I did the thing. Finally. Today, after 11 years of obsessively saving money, 9 instructors, 5 plane swaps, 4 rescheduled checkrides, 2 sexual harassment reports, and 1 plane trying to kill me with carbon monoxide... IM FINALLY A LICENSED PILOT #aviatrix
(moral of the story. When you finally save up the $$, spend the extra $10/hr for a flight school that isn't sketchy as all hell, can retain instructors for more than a month, and has CO detectors in the aircraft)
I've known I wanted to fly for as long as I can remember. As a kid I was obsessed with birds and understanding how wings worked. At some point an adult in my life must have pointed out planes were a thing. Eventually I went to a @EAA Young Eagles event, where kids get to fly free
Got my first job scrubbing tables and bathrooms at a Chinese restaurant at 13. Obvi under the table, less than minimum wage, bleach and no gloves. By 16 I had 3 formal (&legal!) part time jobs, plus I started a tutoring side hustle and a gardening business that made BANK
Eventually I got a summer job as a ramp rat at an airport 1.5 hours from home. 20 hours of line crew for each flight lesson (1hour). I did 60hrs/week while maintaining 2 of the part time paid jobs. It was the summer I turned 17. I made it my goal to solo by the end of the year
I soloed on New Years Eve of that year because even though I work really hard I'm still a massive procrastinator 😂
My CFI/boss/FBO owner at that job was amazing. Only guy in the area who would hire a teenage girl to be a ramp rat. AND teach her to fly.

----------------

#### [Set task 1]
Sum up the flight-training thread in three sentences.
#### [Set task 2]
Answer these questions from the flight-training thread.
(a) How many instructors did the writer go through before getting licensed?
(b) How many hours of line crew did the writer work for each one-hour flight lesson?
(c) At what age did the writer get a first job?
The rows that follow are separate material and have no connection to the flight-training thread.

----------------

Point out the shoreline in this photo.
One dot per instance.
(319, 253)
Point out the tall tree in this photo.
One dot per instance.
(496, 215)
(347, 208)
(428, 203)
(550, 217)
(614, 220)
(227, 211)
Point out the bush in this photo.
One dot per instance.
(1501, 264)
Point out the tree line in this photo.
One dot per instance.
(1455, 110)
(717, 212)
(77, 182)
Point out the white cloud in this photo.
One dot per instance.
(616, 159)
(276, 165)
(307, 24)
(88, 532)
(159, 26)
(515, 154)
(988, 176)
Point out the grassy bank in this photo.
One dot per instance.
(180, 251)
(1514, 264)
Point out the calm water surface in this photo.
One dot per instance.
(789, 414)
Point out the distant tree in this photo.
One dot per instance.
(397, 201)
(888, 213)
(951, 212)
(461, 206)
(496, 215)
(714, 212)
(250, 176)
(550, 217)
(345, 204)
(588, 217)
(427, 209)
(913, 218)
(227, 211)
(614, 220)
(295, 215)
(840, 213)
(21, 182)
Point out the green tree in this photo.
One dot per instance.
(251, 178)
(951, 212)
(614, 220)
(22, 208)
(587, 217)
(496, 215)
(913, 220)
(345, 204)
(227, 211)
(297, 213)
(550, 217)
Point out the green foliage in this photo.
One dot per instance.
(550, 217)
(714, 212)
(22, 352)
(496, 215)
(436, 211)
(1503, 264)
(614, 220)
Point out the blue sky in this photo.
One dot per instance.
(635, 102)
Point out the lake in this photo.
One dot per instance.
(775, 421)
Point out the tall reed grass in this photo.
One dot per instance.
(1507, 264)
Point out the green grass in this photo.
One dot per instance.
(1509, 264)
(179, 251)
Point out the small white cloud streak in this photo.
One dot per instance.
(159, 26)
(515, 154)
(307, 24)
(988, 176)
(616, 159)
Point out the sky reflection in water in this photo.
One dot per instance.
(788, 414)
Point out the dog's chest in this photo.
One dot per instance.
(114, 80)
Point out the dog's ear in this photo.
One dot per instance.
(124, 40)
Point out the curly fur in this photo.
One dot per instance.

----------------

#### [Worked solution 1]
The writer announces becoming a licensed pilot after 11 years of saving, 9 instructors, 5 plane swaps, 4 rescheduled checkrides, 2 sexual harassment reports, and a plane that tried to kill the writer with carbon monoxide. The writer advises paying an extra $10 an hour for a flight school that isn't sketchy, keeps its instructors, and has CO detectors in its aircraft. Having wanted to fly since childhood and worked since age 13, the writer took a summer job as a ramp rat that traded 20 hours of line crew for each lesson and soloed on New Year's Eve of that year.

#### [Worked solution 2]
(a) Nine.
(b) Twenty.
(c) Thirteen.